▸ Written problem
Convert the part of the material below that begins with the line containing "Mark one point on each instance of the stone block" and continues through the final line into a JSON list of strings, one string per line, including both ends and omitting blank lines.

▸ Task input
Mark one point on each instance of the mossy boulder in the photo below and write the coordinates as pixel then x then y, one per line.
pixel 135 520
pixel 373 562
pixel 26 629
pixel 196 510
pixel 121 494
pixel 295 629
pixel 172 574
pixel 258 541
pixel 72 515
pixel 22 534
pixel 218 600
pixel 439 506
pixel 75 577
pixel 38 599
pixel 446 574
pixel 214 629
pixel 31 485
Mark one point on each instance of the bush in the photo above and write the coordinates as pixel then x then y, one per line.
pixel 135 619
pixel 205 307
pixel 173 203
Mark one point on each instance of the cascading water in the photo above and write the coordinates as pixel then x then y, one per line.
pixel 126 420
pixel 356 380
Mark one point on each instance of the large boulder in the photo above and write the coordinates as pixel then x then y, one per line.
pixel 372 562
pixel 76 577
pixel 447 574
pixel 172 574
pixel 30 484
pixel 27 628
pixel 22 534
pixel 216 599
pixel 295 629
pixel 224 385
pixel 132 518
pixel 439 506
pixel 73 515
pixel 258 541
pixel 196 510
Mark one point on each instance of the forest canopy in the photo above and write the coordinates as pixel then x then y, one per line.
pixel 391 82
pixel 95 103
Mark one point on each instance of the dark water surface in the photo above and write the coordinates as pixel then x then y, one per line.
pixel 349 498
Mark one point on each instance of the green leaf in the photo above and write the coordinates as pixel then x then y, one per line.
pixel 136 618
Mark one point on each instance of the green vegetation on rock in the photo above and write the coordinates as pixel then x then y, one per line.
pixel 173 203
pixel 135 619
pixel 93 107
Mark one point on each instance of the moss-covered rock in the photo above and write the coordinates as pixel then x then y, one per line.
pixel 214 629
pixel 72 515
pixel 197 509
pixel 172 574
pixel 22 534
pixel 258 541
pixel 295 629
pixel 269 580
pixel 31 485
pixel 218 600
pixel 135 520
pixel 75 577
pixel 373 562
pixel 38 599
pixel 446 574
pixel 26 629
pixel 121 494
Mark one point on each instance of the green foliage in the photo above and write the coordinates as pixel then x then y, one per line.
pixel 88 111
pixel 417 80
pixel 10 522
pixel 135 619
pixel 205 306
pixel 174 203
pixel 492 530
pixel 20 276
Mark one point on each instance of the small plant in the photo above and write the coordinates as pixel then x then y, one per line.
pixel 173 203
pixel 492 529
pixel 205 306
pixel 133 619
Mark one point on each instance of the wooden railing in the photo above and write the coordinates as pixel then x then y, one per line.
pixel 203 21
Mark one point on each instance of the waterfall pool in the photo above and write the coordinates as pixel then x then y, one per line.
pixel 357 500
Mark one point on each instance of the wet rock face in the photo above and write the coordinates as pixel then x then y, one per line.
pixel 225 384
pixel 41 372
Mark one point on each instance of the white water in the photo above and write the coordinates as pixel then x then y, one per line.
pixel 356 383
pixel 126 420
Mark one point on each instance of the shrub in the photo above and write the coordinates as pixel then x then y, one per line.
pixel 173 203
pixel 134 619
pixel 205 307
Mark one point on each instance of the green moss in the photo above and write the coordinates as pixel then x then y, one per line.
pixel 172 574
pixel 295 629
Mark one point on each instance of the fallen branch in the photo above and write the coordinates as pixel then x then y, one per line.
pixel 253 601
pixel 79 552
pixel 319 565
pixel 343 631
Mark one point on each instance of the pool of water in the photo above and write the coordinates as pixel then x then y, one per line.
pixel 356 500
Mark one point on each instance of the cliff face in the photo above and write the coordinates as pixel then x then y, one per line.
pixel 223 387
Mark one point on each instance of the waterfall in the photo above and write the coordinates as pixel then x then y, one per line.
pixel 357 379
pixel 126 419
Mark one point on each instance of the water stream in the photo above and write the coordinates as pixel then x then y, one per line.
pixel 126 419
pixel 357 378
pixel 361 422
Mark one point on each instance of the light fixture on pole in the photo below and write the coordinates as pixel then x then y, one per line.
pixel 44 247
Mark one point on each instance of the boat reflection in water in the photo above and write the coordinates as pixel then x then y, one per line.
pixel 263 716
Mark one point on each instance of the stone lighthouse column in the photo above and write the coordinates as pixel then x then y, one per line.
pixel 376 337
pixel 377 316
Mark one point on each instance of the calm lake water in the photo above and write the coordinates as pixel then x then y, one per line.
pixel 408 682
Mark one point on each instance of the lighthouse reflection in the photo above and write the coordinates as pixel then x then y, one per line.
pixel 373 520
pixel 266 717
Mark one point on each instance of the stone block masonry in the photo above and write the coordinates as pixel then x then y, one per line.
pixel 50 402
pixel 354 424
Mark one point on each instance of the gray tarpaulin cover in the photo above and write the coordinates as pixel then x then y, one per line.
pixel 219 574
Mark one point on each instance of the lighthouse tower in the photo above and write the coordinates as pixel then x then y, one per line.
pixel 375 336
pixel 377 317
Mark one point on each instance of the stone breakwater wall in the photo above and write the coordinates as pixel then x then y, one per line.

▸ Answer to this problem
[
  "Mark one point on each instance of the stone block masonry in the photo above and write the coordinates as pixel then x then y, one per line.",
  "pixel 50 402",
  "pixel 354 424",
  "Mark one point on each instance of the gray tarpaulin cover in the photo above and write the coordinates as pixel then x then y, one per line.",
  "pixel 219 574",
  "Mark one point on each instance of the lighthouse tower in the photo above and write the coordinates as pixel then x then y, one per line.",
  "pixel 375 336",
  "pixel 377 317",
  "Mark one point on each instance of the stone breakwater wall in the photo above and write the coordinates as pixel then x then y, one per line."
]